[BEGIN MATERIALS PROVIDED]

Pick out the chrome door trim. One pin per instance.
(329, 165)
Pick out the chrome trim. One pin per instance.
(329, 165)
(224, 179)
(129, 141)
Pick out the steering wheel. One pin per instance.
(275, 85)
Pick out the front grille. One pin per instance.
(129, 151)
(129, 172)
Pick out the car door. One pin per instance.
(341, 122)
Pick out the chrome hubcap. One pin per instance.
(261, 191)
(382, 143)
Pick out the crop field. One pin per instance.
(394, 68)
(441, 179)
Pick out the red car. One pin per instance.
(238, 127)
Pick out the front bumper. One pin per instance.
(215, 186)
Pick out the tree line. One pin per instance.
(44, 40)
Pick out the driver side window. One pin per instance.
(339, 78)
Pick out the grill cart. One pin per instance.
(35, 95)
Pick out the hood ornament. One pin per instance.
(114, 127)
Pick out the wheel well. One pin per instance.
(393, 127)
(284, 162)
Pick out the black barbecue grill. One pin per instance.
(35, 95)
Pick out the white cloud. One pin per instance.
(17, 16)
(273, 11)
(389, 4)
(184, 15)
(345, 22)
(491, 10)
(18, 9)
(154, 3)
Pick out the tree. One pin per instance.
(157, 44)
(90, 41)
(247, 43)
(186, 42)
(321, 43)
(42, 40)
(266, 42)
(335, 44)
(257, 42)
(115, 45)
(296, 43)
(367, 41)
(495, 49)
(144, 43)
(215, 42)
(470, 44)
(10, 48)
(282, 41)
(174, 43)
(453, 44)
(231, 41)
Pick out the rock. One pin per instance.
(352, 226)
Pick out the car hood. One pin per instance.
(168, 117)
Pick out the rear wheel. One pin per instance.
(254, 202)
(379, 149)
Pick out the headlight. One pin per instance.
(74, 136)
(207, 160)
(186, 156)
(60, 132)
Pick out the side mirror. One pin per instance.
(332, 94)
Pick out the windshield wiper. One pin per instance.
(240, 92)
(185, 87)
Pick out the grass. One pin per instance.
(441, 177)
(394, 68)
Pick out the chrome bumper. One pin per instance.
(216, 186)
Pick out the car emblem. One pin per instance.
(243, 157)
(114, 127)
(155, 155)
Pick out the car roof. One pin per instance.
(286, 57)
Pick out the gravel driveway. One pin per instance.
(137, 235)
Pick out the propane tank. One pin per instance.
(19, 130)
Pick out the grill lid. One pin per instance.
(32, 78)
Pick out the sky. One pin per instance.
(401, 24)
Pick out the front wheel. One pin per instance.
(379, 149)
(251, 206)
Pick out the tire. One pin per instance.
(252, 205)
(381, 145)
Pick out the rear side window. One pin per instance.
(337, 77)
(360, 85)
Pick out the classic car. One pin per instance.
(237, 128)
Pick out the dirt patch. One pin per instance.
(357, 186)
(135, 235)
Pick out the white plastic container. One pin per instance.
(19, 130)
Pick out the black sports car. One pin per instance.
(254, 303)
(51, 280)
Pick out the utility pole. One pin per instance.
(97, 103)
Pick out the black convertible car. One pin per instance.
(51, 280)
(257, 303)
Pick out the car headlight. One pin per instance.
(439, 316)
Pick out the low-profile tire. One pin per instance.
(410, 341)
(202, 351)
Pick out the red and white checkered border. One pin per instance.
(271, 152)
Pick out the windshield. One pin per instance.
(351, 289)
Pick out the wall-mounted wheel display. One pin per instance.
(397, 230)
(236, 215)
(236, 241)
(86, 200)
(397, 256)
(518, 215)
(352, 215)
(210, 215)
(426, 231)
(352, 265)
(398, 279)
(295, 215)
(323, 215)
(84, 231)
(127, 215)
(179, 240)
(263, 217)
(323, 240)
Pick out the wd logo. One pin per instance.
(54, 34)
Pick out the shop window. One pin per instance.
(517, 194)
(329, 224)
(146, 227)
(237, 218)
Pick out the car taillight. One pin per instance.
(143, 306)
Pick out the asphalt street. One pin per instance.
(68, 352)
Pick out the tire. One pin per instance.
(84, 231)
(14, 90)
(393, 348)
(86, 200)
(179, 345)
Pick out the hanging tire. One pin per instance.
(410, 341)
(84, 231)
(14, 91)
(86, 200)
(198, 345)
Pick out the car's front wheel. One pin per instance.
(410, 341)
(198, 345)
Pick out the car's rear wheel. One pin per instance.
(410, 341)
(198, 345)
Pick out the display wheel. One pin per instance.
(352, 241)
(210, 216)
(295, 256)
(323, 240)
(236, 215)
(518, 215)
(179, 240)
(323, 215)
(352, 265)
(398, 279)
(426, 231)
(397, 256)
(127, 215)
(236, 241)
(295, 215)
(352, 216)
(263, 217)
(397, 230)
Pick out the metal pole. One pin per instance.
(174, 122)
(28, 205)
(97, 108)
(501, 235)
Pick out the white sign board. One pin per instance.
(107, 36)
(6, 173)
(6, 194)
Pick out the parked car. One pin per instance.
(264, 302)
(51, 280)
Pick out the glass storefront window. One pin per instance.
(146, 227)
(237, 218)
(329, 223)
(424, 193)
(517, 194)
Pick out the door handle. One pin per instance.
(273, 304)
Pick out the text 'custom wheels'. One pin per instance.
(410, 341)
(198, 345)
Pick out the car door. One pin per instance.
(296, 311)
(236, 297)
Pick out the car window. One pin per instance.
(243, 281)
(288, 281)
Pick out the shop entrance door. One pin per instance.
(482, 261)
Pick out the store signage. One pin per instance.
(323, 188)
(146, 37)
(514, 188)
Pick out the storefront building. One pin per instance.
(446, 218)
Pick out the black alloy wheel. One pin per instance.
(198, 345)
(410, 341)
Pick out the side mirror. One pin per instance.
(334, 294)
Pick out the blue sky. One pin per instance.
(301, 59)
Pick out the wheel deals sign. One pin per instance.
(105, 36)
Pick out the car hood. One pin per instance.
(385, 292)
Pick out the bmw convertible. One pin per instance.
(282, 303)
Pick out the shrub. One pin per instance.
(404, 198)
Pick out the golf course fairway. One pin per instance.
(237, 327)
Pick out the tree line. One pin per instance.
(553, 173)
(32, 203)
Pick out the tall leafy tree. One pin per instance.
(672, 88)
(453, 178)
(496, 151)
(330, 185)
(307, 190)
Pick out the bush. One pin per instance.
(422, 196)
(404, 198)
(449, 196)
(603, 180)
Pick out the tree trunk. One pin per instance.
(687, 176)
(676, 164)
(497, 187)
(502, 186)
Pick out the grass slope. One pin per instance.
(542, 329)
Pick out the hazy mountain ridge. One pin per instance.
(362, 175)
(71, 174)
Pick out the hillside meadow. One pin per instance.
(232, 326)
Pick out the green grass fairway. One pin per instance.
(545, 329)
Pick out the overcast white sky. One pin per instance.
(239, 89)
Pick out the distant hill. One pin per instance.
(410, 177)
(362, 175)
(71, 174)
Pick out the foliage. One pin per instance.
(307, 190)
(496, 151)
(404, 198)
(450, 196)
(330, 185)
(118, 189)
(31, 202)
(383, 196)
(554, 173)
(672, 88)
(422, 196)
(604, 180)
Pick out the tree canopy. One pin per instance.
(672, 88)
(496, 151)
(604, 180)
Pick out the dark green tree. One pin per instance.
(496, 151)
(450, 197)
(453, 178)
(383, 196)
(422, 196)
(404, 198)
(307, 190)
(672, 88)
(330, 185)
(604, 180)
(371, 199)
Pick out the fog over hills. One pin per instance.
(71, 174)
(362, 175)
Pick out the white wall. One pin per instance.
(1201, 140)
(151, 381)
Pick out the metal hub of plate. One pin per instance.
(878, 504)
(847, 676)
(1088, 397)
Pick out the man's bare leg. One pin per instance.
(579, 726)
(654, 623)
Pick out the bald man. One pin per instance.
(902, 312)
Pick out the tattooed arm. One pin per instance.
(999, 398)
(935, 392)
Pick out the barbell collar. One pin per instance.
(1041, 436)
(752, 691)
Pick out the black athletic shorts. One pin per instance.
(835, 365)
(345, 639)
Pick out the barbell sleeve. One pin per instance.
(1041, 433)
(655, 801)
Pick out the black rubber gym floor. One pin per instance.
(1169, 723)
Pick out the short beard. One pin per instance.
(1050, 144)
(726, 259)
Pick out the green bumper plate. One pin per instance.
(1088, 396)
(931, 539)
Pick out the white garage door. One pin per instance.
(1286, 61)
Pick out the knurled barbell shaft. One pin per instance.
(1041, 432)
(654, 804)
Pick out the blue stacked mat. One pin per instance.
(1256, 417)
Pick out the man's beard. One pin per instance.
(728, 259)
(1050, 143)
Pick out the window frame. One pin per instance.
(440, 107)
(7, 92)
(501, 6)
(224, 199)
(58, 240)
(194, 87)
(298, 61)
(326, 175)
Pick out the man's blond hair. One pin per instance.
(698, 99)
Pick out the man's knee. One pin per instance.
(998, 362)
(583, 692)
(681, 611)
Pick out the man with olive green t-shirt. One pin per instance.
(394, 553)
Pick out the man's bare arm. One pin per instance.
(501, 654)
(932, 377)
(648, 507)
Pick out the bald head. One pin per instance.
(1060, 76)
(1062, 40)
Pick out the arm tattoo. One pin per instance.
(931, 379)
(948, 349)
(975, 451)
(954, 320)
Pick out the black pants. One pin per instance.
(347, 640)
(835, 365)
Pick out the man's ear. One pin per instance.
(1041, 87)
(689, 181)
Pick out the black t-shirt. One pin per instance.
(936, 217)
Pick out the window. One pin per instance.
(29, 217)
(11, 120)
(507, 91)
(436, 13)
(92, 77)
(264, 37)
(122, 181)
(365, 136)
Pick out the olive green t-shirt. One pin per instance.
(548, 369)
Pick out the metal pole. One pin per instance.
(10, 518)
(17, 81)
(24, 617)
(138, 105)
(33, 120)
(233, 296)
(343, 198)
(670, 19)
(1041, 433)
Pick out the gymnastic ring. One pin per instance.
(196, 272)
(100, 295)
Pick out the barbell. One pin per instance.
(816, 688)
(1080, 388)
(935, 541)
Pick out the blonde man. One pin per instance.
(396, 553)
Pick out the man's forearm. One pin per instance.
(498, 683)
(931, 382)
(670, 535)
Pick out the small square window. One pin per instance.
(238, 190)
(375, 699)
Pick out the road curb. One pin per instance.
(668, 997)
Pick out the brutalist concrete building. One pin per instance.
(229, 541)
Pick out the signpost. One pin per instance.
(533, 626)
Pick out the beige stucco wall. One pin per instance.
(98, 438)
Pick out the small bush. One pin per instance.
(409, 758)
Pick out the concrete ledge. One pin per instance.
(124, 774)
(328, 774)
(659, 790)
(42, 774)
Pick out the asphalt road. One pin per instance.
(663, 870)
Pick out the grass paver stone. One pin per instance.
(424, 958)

[END MATERIALS PROVIDED]

→ GIVEN PROBLEM
In the listing above, find the line containing "Pick out the man's blond" and please quote exactly that line through the last one, and no other lines.

→ SOLUTION FOR THIS EXERCISE
Pick out the man's blond hair. One pin per instance.
(698, 99)
Pick out the man's knee. One pin per instance.
(998, 362)
(583, 692)
(681, 611)
Pick out the man with olive green t-shirt. One pin per instance.
(394, 553)
Pick out the man's bare arm. One pin per instance.
(501, 654)
(932, 377)
(648, 507)
Pick out the bald head. One pin per instance.
(1060, 76)
(1062, 40)
Pick out the arm tattoo. One pin per instance.
(931, 379)
(948, 349)
(975, 451)
(954, 320)
Pick out the black pants. One pin per instance.
(347, 640)
(835, 365)
Pick out the man's ear. One pin per instance.
(1041, 87)
(689, 181)
Pick out the black t-shirt. One pin per instance.
(936, 217)
Pick out the window. One pin per instance.
(29, 217)
(11, 120)
(507, 91)
(436, 13)
(92, 77)
(264, 37)
(122, 181)
(365, 136)
Pick out the olive green t-shirt. One pin per instance.
(548, 369)
Pick out the metal pole. One pin per instance.
(10, 518)
(17, 81)
(24, 617)
(138, 105)
(33, 120)
(233, 296)
(343, 198)
(670, 19)
(1041, 433)
Pick out the gymnastic ring. One pin per instance.
(196, 272)
(100, 295)
Pick out the barbell. One pin per instance.
(816, 688)
(1080, 388)
(935, 541)
Pick out the blonde man. One pin per instance.
(396, 553)
Pick out the man's forearm. One pin per instance.
(498, 683)
(931, 382)
(670, 535)
Pick out the small square window. One pin per instance.
(238, 190)
(375, 699)
Pick out the road curb. One pin per instance.
(668, 997)
Pick out the brutalist concrete building. One pin per instance.
(229, 541)
Pick out the signpost. One pin per instance.
(533, 626)
Pick out the beige stucco wall. One pin per instance.
(98, 438)
Pick out the small bush. One pin per instance.
(409, 758)
Pick out the concrete ledge. One pin per instance.
(124, 774)
(328, 774)
(659, 790)
(42, 774)
Pick out the asphalt road. One pin per instance.
(663, 870)
Pick out the grass paver stone. One pin per instance.
(424, 958)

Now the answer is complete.